The task:
Copy all the records below, swapping "point localization" for "center point search" everywhere it appears and keeping everything else the same.

Material:
::::

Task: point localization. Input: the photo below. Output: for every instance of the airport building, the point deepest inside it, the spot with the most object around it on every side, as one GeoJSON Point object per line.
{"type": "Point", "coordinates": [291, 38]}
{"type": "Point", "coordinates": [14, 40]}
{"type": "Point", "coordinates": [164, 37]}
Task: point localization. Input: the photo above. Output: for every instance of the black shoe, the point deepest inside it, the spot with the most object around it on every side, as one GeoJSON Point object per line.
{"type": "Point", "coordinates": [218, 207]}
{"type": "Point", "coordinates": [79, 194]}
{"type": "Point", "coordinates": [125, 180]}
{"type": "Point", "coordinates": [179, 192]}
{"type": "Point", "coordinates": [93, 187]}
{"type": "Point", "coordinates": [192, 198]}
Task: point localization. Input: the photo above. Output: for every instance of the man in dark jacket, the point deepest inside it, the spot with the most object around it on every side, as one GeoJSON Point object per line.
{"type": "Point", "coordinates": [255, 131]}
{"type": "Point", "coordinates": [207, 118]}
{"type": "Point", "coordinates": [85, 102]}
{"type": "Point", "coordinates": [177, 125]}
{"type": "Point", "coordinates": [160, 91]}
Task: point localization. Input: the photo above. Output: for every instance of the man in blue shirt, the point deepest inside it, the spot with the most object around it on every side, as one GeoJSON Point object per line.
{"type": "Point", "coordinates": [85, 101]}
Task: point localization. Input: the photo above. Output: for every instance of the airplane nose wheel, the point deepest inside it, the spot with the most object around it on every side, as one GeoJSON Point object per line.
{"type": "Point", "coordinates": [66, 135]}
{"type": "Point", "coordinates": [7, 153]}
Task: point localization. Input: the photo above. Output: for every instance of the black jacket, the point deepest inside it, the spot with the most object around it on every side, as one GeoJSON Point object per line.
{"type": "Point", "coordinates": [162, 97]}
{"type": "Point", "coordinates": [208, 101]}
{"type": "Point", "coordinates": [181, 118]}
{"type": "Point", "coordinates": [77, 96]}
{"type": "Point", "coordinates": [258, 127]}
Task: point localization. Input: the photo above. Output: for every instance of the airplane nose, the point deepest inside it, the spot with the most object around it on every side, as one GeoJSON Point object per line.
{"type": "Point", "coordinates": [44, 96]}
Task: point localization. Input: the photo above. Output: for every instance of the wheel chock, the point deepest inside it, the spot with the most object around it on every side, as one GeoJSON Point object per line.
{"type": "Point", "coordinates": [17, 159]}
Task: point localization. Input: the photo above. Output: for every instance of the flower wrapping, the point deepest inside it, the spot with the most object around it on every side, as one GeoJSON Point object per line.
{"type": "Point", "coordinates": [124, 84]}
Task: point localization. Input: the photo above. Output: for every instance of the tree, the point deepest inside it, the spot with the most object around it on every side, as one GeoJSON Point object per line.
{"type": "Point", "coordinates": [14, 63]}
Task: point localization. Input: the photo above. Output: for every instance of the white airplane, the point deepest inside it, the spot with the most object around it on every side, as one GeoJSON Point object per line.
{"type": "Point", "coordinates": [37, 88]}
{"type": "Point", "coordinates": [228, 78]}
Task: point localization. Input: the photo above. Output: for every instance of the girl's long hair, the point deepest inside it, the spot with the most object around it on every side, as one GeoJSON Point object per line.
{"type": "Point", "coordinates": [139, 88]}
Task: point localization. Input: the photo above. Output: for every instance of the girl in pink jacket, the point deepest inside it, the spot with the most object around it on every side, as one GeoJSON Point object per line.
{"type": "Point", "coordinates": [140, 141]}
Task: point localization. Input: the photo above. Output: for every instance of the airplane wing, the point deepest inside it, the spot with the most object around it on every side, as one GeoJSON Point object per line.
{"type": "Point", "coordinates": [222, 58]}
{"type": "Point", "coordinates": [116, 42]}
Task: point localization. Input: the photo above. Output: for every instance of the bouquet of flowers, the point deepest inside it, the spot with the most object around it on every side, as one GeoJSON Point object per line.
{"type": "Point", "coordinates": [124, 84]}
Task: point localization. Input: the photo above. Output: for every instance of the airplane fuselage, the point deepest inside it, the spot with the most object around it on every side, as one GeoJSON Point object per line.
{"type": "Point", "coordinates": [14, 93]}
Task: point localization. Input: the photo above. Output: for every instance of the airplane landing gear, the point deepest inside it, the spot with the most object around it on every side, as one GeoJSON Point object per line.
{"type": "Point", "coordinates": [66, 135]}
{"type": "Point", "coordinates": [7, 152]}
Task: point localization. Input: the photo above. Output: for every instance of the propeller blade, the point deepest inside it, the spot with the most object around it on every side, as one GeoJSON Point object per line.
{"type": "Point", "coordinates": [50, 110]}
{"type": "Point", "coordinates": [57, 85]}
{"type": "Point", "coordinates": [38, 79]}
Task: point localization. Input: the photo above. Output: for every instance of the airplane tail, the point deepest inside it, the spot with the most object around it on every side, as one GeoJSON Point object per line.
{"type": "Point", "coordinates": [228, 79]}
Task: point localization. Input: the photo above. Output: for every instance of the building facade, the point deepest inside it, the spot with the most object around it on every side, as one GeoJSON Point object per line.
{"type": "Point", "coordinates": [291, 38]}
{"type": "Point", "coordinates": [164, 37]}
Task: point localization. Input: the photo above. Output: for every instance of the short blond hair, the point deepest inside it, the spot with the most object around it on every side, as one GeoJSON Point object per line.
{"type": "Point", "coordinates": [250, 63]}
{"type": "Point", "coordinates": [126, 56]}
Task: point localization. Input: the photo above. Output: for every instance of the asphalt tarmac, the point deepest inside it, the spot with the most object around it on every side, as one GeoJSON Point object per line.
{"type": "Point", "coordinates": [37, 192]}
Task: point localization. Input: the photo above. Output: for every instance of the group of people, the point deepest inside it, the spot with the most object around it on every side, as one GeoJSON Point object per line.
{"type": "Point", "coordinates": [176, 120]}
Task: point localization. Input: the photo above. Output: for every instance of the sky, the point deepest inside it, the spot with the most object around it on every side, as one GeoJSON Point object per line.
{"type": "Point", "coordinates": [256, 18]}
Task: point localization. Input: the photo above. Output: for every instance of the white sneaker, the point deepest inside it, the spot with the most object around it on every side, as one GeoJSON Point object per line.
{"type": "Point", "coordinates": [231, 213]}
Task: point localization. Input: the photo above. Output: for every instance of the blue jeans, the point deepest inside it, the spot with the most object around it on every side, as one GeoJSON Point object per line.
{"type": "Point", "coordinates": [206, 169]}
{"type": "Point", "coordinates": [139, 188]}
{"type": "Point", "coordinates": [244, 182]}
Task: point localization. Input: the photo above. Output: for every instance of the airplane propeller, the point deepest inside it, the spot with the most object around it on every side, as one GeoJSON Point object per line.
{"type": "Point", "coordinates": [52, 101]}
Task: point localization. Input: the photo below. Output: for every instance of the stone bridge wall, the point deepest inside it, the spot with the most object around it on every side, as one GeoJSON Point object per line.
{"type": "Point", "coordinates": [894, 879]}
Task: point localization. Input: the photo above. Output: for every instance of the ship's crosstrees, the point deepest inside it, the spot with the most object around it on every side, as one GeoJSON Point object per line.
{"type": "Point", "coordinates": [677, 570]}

::::

Exercise result:
Task: center point search. Input: the photo below. Output: for every instance of the airport building, the point deepest inside it, the spot with the most object around it on every side, as one GeoJSON Point object per line.
{"type": "Point", "coordinates": [291, 38]}
{"type": "Point", "coordinates": [14, 40]}
{"type": "Point", "coordinates": [164, 37]}
Task: center point search. Input: the photo above. Output: for every instance of the black shoe, the point deepest inside it, the spot with the most object around it on every side, as one GeoJSON Point object per line.
{"type": "Point", "coordinates": [218, 207]}
{"type": "Point", "coordinates": [79, 194]}
{"type": "Point", "coordinates": [125, 180]}
{"type": "Point", "coordinates": [179, 192]}
{"type": "Point", "coordinates": [93, 187]}
{"type": "Point", "coordinates": [192, 198]}
Task: center point search. Input: the photo above. Output: for every instance of the man in dark jacket, the point deepest inside it, the spot with the most object around it on every side, as one GeoJSON Point object per line.
{"type": "Point", "coordinates": [255, 131]}
{"type": "Point", "coordinates": [207, 118]}
{"type": "Point", "coordinates": [85, 102]}
{"type": "Point", "coordinates": [177, 125]}
{"type": "Point", "coordinates": [160, 91]}
Task: center point search. Input: the photo above. Output: for every instance of the man in blue shirt, the point deepest inside it, the spot with the most object around it on every side, as one GeoJSON Point object per line.
{"type": "Point", "coordinates": [85, 101]}
Task: center point search. Input: the photo above. Output: for every instance of the airplane nose wheel, the point deepest inside it, the spot with the most object around it on every side, as one GeoJSON Point object per line.
{"type": "Point", "coordinates": [66, 135]}
{"type": "Point", "coordinates": [7, 153]}
Task: center point search. Input: the photo above. Output: for every instance of the black jacket, the point deepest inside it, the spot with the most object around it on every side, as one GeoJSON Point object per line.
{"type": "Point", "coordinates": [162, 97]}
{"type": "Point", "coordinates": [208, 101]}
{"type": "Point", "coordinates": [181, 118]}
{"type": "Point", "coordinates": [77, 96]}
{"type": "Point", "coordinates": [258, 127]}
Task: center point search. Input: the photo above. Output: for every instance of the airplane nose, the point deepest inside it, the spot with the most object around it on every side, as one GeoJSON Point object per line.
{"type": "Point", "coordinates": [44, 96]}
Task: center point search. Input: the photo above. Output: for every instance of the wheel chock, the point deepest inside it, the spot with the most object around it on every side, as one GeoJSON Point object per line.
{"type": "Point", "coordinates": [17, 159]}
Task: center point search. Input: the photo above. Output: for every instance of the flower wrapping, the point deepest inside it, the spot with the most object around it on every side, as one GeoJSON Point object per line.
{"type": "Point", "coordinates": [124, 84]}
Task: center point search. Input: the photo above. Output: for every instance of the tree, the point deepest inside it, the spot with the most object around it on every side, as one GeoJSON Point object per line.
{"type": "Point", "coordinates": [14, 63]}
Task: center point search. Input: the photo above. Output: for every instance of the white airplane, the point deepest inside it, the spot with the most object around it on every side, as one GeoJSON Point object per line.
{"type": "Point", "coordinates": [37, 88]}
{"type": "Point", "coordinates": [228, 78]}
Task: center point search. Input: the photo above. Output: for every instance of the girl's long hair, the point deepest inside it, the spot with the most object around it on every side, as one GeoJSON Point object per line.
{"type": "Point", "coordinates": [139, 88]}
Task: center point search. Input: the photo above. Output: for every instance of the girl in pink jacket, the point deepest inside it, the spot with the most object around it on every side, as one GeoJSON Point object per line.
{"type": "Point", "coordinates": [140, 141]}
Task: center point search. Input: the photo above. Output: for every instance of the airplane wing, the point deepest inside it, the spot with the most object around it on every side, as one GeoJSON Point object per line.
{"type": "Point", "coordinates": [222, 58]}
{"type": "Point", "coordinates": [116, 42]}
Task: center point search. Input: the photo above. Output: for every instance of the bouquet of flowers, the point deepest inside it, the spot with the most object around it on every side, as one GeoJSON Point object per line.
{"type": "Point", "coordinates": [124, 84]}
Task: center point search. Input: the photo above. Output: for every instance of the airplane fuselage, the point deepest inside it, the spot with the most object around it on every side, as one GeoJSON Point object per line.
{"type": "Point", "coordinates": [14, 93]}
Task: center point search. Input: the photo above. Output: for every instance of the airplane landing gear, the point deepest inside it, the spot with the most object around it on every side, as one GeoJSON Point object per line.
{"type": "Point", "coordinates": [66, 135]}
{"type": "Point", "coordinates": [7, 152]}
Task: center point search. Input: the photo above. Output: for every instance of the propeller blade, the point deepest inside it, the spot with the most object around it on every side, as one GeoJSON Point object per line.
{"type": "Point", "coordinates": [50, 110]}
{"type": "Point", "coordinates": [57, 85]}
{"type": "Point", "coordinates": [38, 79]}
Task: center point search. Input: the photo above. Output: for every instance of the airplane tail, the point deepest inside it, the spot with the most object around it on every side, as one GeoJSON Point object per line.
{"type": "Point", "coordinates": [228, 79]}
Task: center point search. Input: the photo above. Output: for every instance of the building facade, the point deepest inside it, the spot with the most object around it on every side, as one GeoJSON Point object per line.
{"type": "Point", "coordinates": [291, 38]}
{"type": "Point", "coordinates": [164, 37]}
Task: center point search. Input: the photo above. Output: for every instance of the short blond hair, the point deepest inside it, the spot with the most object around it on every side, as one GeoJSON Point object per line.
{"type": "Point", "coordinates": [250, 63]}
{"type": "Point", "coordinates": [126, 56]}
Task: center point search. Input: the photo above. Output: for every instance of the asphalt tarmac, the point deepest inside it, the spot with the most object around it on every side, as one GeoJSON Point object per line.
{"type": "Point", "coordinates": [37, 192]}
Task: center point search. Input: the photo above. Output: for every instance of the group of people, the point deepest inside it, the spot with the most object around it on every side, as one GeoJSON Point object per line.
{"type": "Point", "coordinates": [176, 120]}
Task: center point search. Input: the photo above. Output: for every instance of the sky, the point deepest inside it, the spot with the most object around it on every side, as one GeoJSON Point object per line.
{"type": "Point", "coordinates": [256, 18]}
Task: center point search. Input: the photo above. Output: for every instance of the white sneaker, the point deepest inside it, the spot with the most object around it on every side, as one GeoJSON Point object per line.
{"type": "Point", "coordinates": [231, 213]}
Task: center point search. Input: the photo above. Output: for every instance of the blue jeans, the point deepest inside it, the spot with the most object around it on every side, as one GeoJSON Point object per line.
{"type": "Point", "coordinates": [206, 169]}
{"type": "Point", "coordinates": [139, 188]}
{"type": "Point", "coordinates": [244, 182]}
Task: center point search. Input: the photo above. Output: for every instance of the airplane propeller, the point deepest inside it, the spot with the most object around it on every side, as one GeoJSON Point object per line.
{"type": "Point", "coordinates": [52, 101]}
Task: center point search. Input: the photo below. Output: for every instance of the stone bridge wall, the point deepest inside it, the spot with the most object around it on every side, as one GeoJSON Point object per line.
{"type": "Point", "coordinates": [894, 879]}
Task: center point search. Input: the photo above. Output: for every instance of the ship's crosstrees, the point deepest inside it, the spot with the most object around it on every side, as one GeoJSON Point object per line.
{"type": "Point", "coordinates": [677, 570]}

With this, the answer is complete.